▶ [GOAL OF THE EXERCISE]: Which lines in the rows below contain the string "negative", matching case exactly? Report each of those lines in full.

▶ [DATA IN THIS EXERCISE]:

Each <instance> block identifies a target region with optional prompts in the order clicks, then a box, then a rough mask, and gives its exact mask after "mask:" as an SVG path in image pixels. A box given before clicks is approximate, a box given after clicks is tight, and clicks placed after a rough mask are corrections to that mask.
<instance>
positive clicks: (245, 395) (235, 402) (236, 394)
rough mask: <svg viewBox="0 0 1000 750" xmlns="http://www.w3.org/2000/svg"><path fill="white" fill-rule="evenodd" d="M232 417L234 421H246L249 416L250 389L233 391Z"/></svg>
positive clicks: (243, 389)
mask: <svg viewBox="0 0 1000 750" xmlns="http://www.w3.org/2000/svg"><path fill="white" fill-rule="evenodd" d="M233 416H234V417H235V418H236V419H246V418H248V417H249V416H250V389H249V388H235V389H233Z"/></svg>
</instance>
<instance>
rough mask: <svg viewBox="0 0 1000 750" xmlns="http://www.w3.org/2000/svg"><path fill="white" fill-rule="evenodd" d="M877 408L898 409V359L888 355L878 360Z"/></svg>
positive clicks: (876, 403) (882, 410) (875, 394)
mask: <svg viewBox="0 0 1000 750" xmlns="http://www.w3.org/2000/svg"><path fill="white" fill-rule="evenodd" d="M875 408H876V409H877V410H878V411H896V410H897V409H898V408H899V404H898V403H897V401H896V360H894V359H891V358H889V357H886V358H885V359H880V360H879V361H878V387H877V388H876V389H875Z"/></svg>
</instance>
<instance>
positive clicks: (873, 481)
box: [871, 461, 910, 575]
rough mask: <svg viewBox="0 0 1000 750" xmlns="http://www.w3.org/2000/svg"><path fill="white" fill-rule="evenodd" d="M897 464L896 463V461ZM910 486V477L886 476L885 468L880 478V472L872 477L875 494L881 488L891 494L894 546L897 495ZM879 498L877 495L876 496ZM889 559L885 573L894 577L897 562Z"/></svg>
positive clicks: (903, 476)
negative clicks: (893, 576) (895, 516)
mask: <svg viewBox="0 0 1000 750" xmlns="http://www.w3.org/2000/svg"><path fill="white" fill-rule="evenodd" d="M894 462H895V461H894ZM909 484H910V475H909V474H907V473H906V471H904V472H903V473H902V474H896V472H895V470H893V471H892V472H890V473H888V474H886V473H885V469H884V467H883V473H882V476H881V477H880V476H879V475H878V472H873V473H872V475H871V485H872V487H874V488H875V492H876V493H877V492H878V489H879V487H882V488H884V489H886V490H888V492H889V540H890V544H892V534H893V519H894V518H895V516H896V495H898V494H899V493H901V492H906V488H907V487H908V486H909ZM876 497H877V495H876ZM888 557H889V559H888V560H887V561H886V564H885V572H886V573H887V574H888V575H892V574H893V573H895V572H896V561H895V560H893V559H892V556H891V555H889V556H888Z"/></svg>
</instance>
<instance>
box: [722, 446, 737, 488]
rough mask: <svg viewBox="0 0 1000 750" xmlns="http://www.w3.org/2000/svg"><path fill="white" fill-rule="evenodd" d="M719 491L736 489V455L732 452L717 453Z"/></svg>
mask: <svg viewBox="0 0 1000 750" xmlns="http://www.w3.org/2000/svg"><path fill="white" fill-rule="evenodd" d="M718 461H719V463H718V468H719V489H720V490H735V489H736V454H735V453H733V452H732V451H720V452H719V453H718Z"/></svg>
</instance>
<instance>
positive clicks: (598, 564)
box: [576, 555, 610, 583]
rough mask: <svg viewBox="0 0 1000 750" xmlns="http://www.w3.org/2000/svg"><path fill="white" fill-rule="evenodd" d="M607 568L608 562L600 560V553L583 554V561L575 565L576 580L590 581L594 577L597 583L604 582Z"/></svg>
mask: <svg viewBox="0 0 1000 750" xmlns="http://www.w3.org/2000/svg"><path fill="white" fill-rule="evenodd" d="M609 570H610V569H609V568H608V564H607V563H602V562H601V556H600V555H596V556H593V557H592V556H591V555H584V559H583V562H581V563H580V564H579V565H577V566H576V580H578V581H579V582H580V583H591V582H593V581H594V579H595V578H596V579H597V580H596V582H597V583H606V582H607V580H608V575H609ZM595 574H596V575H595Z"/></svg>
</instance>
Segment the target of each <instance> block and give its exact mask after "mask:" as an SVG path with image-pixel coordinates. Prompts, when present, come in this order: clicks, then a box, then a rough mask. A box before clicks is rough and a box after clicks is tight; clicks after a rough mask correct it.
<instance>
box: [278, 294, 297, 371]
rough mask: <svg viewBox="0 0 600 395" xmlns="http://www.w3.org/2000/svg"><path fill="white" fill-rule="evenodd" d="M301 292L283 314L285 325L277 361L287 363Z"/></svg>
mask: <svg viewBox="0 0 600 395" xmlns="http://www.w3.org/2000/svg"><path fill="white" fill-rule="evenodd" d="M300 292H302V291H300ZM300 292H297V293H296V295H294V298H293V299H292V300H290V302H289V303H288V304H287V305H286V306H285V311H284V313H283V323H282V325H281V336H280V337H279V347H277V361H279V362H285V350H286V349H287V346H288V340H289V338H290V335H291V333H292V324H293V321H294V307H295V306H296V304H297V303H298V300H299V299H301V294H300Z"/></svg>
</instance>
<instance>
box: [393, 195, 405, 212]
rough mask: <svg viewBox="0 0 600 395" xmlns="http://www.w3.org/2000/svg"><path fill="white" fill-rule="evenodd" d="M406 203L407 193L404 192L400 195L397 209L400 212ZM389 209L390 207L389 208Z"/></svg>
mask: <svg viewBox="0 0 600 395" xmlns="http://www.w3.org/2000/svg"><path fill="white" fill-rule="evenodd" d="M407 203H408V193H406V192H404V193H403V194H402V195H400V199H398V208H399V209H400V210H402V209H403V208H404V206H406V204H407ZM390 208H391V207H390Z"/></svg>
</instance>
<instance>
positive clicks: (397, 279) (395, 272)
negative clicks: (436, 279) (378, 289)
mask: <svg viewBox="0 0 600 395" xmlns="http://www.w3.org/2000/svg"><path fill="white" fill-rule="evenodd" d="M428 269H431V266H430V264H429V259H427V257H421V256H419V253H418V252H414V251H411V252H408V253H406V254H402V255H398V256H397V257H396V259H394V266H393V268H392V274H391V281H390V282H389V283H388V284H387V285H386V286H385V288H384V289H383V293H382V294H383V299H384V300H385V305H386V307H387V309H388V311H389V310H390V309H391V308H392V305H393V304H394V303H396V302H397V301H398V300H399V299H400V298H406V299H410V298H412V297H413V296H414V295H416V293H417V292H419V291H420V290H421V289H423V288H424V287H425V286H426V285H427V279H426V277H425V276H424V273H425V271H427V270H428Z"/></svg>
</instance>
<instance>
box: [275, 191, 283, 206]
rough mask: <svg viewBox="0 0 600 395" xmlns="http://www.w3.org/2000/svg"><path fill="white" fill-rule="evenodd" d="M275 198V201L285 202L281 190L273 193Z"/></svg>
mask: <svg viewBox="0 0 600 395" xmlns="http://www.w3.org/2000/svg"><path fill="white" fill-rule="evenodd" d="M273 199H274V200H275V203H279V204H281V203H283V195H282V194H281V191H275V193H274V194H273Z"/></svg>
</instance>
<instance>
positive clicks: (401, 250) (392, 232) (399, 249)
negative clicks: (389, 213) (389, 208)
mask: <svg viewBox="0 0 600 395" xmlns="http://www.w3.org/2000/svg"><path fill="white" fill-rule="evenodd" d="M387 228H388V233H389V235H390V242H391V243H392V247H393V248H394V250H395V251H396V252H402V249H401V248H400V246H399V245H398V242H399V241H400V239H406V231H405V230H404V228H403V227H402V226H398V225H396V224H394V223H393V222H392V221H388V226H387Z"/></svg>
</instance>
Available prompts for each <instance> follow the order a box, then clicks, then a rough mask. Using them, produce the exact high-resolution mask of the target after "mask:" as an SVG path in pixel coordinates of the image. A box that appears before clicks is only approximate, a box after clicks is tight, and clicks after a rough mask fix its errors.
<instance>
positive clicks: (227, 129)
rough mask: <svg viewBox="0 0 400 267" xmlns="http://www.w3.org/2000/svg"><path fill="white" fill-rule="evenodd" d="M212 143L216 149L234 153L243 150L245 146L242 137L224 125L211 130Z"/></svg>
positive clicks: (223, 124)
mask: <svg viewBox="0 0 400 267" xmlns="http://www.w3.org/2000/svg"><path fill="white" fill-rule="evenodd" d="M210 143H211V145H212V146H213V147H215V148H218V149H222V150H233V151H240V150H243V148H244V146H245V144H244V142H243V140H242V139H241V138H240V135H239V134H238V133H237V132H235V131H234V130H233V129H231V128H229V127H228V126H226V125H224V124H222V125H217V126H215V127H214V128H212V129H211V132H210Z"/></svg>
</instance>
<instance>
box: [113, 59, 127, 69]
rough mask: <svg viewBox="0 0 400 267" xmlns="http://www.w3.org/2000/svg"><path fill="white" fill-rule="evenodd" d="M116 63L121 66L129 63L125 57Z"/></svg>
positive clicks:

▶ [ANSWER TO THE PROBLEM]:
negative clicks: (893, 576) (895, 516)
negative clicks: (436, 279) (378, 289)
negative clicks: (389, 213) (389, 208)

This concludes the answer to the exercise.